▶ **Provided material**:

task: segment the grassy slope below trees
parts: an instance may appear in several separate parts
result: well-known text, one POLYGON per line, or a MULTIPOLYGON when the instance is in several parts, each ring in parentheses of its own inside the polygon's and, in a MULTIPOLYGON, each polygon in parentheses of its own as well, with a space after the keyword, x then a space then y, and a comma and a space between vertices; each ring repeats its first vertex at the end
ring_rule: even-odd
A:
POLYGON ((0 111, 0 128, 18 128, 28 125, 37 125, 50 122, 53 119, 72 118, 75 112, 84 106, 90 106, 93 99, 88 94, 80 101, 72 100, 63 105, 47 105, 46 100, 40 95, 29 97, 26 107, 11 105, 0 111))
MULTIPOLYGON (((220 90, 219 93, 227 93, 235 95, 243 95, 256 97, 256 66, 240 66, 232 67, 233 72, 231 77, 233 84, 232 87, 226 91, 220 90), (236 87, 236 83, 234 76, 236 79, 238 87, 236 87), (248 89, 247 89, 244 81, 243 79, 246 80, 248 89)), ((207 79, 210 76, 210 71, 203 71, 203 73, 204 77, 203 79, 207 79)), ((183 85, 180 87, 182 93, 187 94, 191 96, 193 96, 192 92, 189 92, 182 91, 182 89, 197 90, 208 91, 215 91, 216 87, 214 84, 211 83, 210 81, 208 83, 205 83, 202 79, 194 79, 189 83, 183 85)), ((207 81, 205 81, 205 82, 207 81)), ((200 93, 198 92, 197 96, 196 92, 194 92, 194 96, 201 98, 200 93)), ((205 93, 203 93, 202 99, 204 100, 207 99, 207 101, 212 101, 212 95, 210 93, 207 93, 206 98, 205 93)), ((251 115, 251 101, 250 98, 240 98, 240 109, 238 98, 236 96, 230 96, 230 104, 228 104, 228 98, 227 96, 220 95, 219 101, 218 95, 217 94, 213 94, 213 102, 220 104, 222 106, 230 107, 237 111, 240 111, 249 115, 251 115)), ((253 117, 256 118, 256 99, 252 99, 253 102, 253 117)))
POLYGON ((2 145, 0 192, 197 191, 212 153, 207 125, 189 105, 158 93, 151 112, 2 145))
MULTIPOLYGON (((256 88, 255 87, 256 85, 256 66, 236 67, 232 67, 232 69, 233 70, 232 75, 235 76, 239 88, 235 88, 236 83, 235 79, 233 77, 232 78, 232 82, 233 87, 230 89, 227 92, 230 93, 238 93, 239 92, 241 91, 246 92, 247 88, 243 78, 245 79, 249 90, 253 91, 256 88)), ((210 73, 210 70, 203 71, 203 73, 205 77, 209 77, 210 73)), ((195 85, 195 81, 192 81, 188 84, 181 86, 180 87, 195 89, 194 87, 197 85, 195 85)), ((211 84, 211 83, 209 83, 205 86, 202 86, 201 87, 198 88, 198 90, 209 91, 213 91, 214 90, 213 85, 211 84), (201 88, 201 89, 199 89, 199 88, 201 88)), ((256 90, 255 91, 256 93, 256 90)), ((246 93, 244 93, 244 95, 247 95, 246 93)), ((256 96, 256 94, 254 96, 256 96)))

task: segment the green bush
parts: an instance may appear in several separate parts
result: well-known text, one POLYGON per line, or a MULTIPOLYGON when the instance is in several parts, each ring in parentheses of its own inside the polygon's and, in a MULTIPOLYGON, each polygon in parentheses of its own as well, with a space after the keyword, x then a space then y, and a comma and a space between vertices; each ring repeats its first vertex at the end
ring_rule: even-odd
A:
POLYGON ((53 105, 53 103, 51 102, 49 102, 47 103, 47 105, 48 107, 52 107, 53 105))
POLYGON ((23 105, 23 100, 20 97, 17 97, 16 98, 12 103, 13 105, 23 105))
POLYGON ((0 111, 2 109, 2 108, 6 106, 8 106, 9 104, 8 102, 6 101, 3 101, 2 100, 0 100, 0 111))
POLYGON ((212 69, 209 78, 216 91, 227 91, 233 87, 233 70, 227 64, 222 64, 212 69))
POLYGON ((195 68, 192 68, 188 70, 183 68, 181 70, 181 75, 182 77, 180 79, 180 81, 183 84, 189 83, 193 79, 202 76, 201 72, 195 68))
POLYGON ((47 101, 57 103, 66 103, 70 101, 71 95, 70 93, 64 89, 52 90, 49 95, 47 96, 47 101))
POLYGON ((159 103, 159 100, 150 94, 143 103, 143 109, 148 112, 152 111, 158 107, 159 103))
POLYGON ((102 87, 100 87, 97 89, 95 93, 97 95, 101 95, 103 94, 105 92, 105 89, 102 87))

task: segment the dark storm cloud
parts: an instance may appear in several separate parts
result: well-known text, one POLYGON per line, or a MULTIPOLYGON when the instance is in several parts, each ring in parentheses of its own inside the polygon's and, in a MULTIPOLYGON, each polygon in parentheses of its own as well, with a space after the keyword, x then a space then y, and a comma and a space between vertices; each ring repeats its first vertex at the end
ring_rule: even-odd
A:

▶ **What you need to do**: Copy every line of the data above character for character, with nothing left out, changed, or added.

▶ **Reply**:
task: segment the grassy slope below trees
parts: an instance may appear in several separate parts
result: well-known text, one POLYGON per line, or a MULTIPOLYGON when the instance is in several parts, each ring in parentheses of its own inside the polygon's and, in a MULTIPOLYGON, each polygon in parentheses of its own as well, with a space after the keyword, x then a space then y, and a comma and a space between vertices; each ring repeats its first vertex at the end
ring_rule: even-odd
A:
POLYGON ((0 111, 0 128, 18 128, 28 125, 37 125, 50 122, 53 119, 72 118, 75 112, 84 106, 90 106, 93 99, 88 94, 80 101, 72 100, 63 105, 47 105, 46 100, 40 95, 29 97, 26 107, 11 105, 0 111))
MULTIPOLYGON (((220 90, 219 93, 227 93, 235 95, 243 95, 256 97, 256 66, 240 66, 232 67, 233 72, 231 77, 233 84, 232 87, 226 91, 220 90), (236 87, 236 83, 234 76, 236 79, 238 87, 236 87), (248 89, 247 89, 244 81, 243 79, 246 80, 248 89)), ((207 79, 210 76, 210 71, 203 71, 203 73, 204 77, 203 79, 207 79)), ((183 85, 180 87, 182 93, 187 94, 191 96, 193 96, 192 92, 189 92, 182 91, 182 89, 197 90, 208 91, 215 91, 216 87, 214 84, 211 83, 210 81, 208 83, 205 83, 202 79, 194 79, 189 83, 183 85)), ((207 81, 205 81, 205 82, 207 81)), ((200 93, 198 92, 197 96, 196 92, 194 92, 194 96, 201 98, 200 93)), ((205 93, 203 93, 202 99, 204 100, 207 99, 207 101, 212 101, 212 95, 210 93, 207 93, 206 98, 205 93)), ((251 115, 251 101, 250 98, 240 98, 240 109, 238 98, 236 96, 230 96, 230 104, 228 104, 228 98, 227 96, 220 95, 219 101, 218 95, 217 94, 213 94, 213 102, 220 104, 222 106, 230 107, 237 111, 240 111, 249 115, 251 115)), ((253 117, 256 118, 256 99, 252 99, 253 102, 253 117)))
POLYGON ((2 145, 0 192, 197 191, 212 153, 207 125, 189 105, 158 93, 151 112, 2 145))
MULTIPOLYGON (((256 88, 255 87, 256 85, 256 66, 236 67, 232 67, 232 69, 233 70, 232 75, 235 76, 239 88, 235 88, 236 83, 235 79, 233 77, 232 78, 232 82, 233 87, 230 89, 227 92, 230 93, 238 93, 239 92, 241 91, 246 92, 247 88, 243 78, 245 79, 249 90, 253 91, 256 88)), ((210 73, 210 70, 203 71, 203 73, 205 77, 209 77, 210 73)), ((195 85, 195 81, 192 81, 188 84, 181 86, 180 87, 195 89, 194 87, 197 85, 195 85)), ((211 84, 211 83, 209 83, 205 86, 202 86, 201 87, 198 88, 198 90, 209 91, 213 91, 214 90, 213 85, 211 84), (201 88, 201 89, 199 89, 199 88, 201 88)), ((256 90, 255 91, 256 93, 256 90)), ((246 93, 244 93, 244 95, 247 95, 246 93)), ((256 96, 256 94, 254 96, 256 96)))

task: segment the green bush
parts: an instance may appear in several separate parts
result: well-known text, one POLYGON per line, or a MULTIPOLYGON when the instance is in several parts, each ring in parentheses of its own inside the polygon's and, in a MULTIPOLYGON, each polygon in parentheses of its own as well, with a space after the keyword, x then a space then y, and a comma and a space between vertices; each ring repeats its first vertex at the end
ring_rule: even-odd
A:
POLYGON ((53 105, 53 103, 51 102, 49 102, 47 103, 47 105, 48 107, 52 107, 53 105))
POLYGON ((23 105, 23 100, 20 97, 17 97, 16 98, 12 103, 13 105, 23 105))
POLYGON ((0 111, 2 109, 2 108, 6 106, 8 106, 9 104, 8 102, 6 101, 3 101, 2 100, 0 100, 0 111))
POLYGON ((212 69, 209 78, 216 91, 227 91, 233 87, 233 70, 227 64, 222 64, 212 69))
POLYGON ((195 68, 192 68, 188 70, 183 68, 181 70, 181 75, 182 77, 180 79, 180 81, 183 84, 189 83, 193 79, 202 76, 201 72, 195 68))
POLYGON ((47 101, 57 103, 66 103, 70 101, 71 95, 70 93, 64 89, 52 90, 49 95, 47 96, 47 101))
POLYGON ((159 103, 159 100, 150 94, 143 103, 143 109, 148 112, 152 111, 158 107, 159 103))
POLYGON ((102 87, 100 87, 97 89, 95 93, 97 95, 101 95, 103 94, 105 92, 105 89, 102 87))

task: segment the dark storm cloud
parts: an instance may appear in several separate parts
result: well-known text, one POLYGON per line, or a MULTIPOLYGON when the instance is in several parts, each ring in parentheses of its own inside the polygon's and, in a MULTIPOLYGON, each polygon in parentheses of its own as well, with a space after the keyword, x then a space then y, and a comma and a space between vertices; each ring repeats its first vertex at the end
ring_rule: even-odd
A:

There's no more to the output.